> **Goal a**
Reproduce everything in the essay on Toots Barger from "What does it" down to "could properly describe.".

> **Given text**

What's Nostalgia Got To Do With It? —
Mementoes From The Trash Bin Of History
Vol. I, Issue I - April 2010

Certainly the greatest female duckpin bowler of all time, Elizabeth "Toots" Barger was the number one ranked female duckpin bowler thirteen times between 1947 and 1968. She was born, raised, and buried in Baltimore.


Most of the souls in Baltimore can barely write. Barely being able to write affords a soul with a kind of security and resonance.

The souls in Baltimore used to be in duckpin leagues—whole families, whole work forces. The results from the leagues were printed in the newspaper. There were local T.V. programs featuring duckpin bowling, such as Bowling For Dollars. On Bowling For Dollars, the host would ask the bowler about him or herself, and then the camera would pan over to the small audience seated in the makeshift stands behind the lanes (these lanes were actually inside the television station), where his friends or family were seated. "That's my wife, Bernadette; my son, Phil; and my son's friend, Nick."

Toots was not an alcoholic. She did not attend wild orgies or gamble away her family's life savings. Toots did not finally hang herself in her basement with Skeeter Davis' album, Skeeter Davis Sings The End Of The World, on repeat on her turntable. She did not put her finger in her husband Ernie's ass during lovemaking, nor was she a vegetarian.

Toots did not feel the need, let alone the capacity, to write. In her spare time—when she was not bowling competitively or teaching kids how to bowl—she made bridal bouquets, crafting silk flowers by hand.

Duckpins nowadays are made of plastic. Back in Toots' time, duckpins were made of wood. Duckpins are short and squat versions of ten-pins, standing just 12 inches high. Duckpin balls are much smaller than ten-pin balls—weighing in at just 3 pounds and ten ounces—and they don't have holes in them. You roll them as you might roll a slightly larger-than-normal, laceless, stone softball. Smaller balls and smaller pins on the same size lane makes duckpin bowling more difficult than ten-pin bowling. Toots, the greatest female duckpin bowler in the world, had just a 128 average. Strikes were much harder to come by. The duckpin bowler got three balls for each frame.

What does it mean that the Baltimore of Toots Barger's time preferred this more difficult kind of bowling? Duckpin bowling exists elsewhere, and existed elsewhere back in the day, but Baltimore was the only place it came to be so dominant. And then, like Baltimore itself, it began to be less and less there.

Toots Barger's bowling ball and bowling shoes are in the Smithsonian Institution. The Smithsonian Institution is in Washington D.C., which is about 45 miles south of Baltimore in terms of physical distance; in terms of psychological distance, it is further away than anyone could properly describe.

What is it that diminished Baltimore—and that continues to diminish Baltimore every day a little bit more? I think it must be the decline of Toots Barger. This decline was at first manifest in physical terms, and then, since her death, there is our declining memory of her. When I say our, I only mean those of us who have come from Baltimore.

Baltimore did not exist before Toots Barger. Toots Barger caused Baltimore to exist, and Baltimore shall only exist so long as there is memory of who she was. I am making an assertion. People from Baltimore, in Toots' heyday, did not make this assertion, and if it had been put to them, they probably would not have agreed. Even now, in hindsight, they might not agree. The assertion is easy to disagree with.

> **Information shown**
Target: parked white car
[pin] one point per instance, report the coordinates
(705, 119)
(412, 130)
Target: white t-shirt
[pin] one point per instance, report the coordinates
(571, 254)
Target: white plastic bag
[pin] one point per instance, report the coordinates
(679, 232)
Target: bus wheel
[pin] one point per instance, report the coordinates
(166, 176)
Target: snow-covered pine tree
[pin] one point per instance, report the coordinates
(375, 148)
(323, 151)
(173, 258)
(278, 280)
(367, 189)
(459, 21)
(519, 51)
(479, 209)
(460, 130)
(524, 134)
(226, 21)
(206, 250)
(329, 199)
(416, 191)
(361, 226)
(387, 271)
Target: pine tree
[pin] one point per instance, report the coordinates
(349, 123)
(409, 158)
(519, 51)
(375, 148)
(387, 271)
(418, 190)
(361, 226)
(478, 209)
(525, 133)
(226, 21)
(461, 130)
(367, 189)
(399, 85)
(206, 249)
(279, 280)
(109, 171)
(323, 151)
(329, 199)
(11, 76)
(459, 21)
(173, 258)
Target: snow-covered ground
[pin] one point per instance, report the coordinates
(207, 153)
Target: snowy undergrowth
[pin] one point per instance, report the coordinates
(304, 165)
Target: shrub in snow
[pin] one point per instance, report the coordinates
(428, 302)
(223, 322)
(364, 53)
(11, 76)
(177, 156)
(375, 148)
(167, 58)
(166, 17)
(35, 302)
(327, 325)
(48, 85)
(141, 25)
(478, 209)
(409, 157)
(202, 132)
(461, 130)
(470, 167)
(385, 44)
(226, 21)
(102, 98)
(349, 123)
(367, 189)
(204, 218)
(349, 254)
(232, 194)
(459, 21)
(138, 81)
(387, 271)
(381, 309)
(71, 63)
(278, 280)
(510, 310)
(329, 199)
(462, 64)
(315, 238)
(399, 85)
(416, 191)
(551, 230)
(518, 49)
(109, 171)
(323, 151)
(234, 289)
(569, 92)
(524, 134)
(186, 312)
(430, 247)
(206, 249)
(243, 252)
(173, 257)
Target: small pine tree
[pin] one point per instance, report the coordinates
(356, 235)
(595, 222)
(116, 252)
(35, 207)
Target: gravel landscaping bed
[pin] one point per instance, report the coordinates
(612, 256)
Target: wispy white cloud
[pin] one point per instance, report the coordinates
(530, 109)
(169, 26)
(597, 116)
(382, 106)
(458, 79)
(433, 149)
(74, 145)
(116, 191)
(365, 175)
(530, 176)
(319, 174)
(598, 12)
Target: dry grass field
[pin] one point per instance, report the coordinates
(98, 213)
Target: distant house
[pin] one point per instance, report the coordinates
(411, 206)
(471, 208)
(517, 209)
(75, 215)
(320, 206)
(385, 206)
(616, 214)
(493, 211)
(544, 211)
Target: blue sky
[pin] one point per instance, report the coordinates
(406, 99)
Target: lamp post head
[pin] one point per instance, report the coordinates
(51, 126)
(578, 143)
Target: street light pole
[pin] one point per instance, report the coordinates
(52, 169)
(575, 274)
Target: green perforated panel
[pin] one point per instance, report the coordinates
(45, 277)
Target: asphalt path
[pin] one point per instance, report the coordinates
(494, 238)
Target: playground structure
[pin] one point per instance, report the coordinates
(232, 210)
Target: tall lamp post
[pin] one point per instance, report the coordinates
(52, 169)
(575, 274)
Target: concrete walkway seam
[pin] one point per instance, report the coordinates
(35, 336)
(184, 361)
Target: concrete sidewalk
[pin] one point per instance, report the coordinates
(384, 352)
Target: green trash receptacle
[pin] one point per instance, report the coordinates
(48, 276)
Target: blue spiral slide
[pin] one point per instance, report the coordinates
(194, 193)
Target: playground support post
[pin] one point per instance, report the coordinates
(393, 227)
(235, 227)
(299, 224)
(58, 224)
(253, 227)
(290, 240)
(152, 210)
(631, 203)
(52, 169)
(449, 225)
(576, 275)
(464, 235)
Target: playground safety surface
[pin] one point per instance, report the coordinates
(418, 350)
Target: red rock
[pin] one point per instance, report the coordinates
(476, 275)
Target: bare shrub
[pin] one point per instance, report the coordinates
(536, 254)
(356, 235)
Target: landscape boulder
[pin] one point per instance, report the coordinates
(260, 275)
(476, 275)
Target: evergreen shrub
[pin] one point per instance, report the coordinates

> **Goal b**
Identify each line in the entries above that contains the string "covered", and copy those lines.

> **Answer a**
What does it mean that the Baltimore of Toots Barger's time preferred this more difficult kind of bowling? Duckpin bowling exists elsewhere, and existed elsewhere back in the day, but Baltimore was the only place it came to be so dominant. And then, like Baltimore itself, it began to be less and less there.

Toots Barger's bowling ball and bowling shoes are in the Smithsonian Institution. The Smithsonian Institution is in Washington D.C., which is about 45 miles south of Baltimore in terms of physical distance; in terms of psychological distance, it is further away than anyone could properly describe.

> **Answer b**
Target: snow-covered pine tree
Target: snow-covered ground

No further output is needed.